*Extracted data*
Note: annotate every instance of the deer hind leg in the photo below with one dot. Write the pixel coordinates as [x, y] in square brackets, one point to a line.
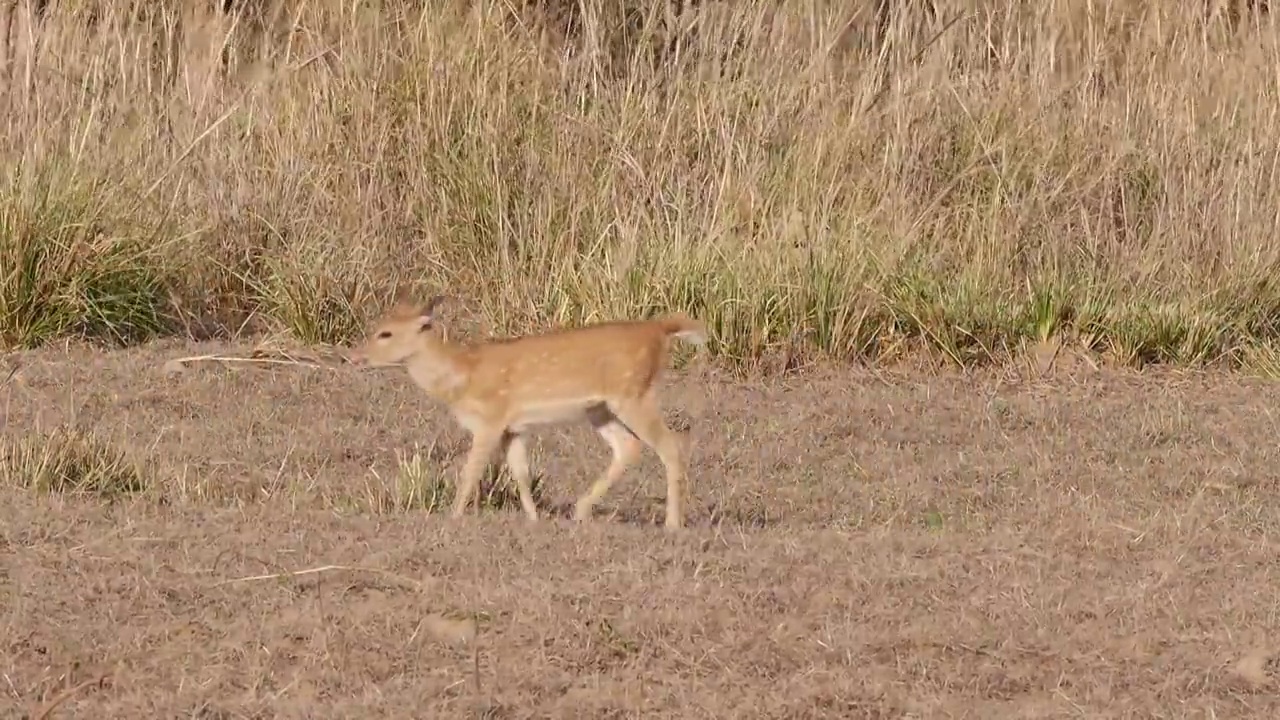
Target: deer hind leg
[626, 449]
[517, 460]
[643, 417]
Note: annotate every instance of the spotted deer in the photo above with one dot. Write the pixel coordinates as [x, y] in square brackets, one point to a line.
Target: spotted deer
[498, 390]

==

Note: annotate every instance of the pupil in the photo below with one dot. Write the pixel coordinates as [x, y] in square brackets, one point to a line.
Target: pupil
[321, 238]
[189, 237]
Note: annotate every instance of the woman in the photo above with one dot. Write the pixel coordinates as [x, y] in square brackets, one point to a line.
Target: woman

*Requirement*
Reproduce verbatim the lines beginning with the one containing "Note: annotate every instance of the pupil" and continuing through the one containing "Target: woman", both included.

*Written response*
Note: annotate every instance of the pupil in the photo below with one dot. Write the pixel coordinates as [x, y] in square brackets, one point to a line.
Target: pupil
[321, 238]
[189, 237]
Note: annotate every instance of the woman in the photo above with one dot. Write the pixel coordinates as [x, y] in square brackets, one point to a line.
Target: woman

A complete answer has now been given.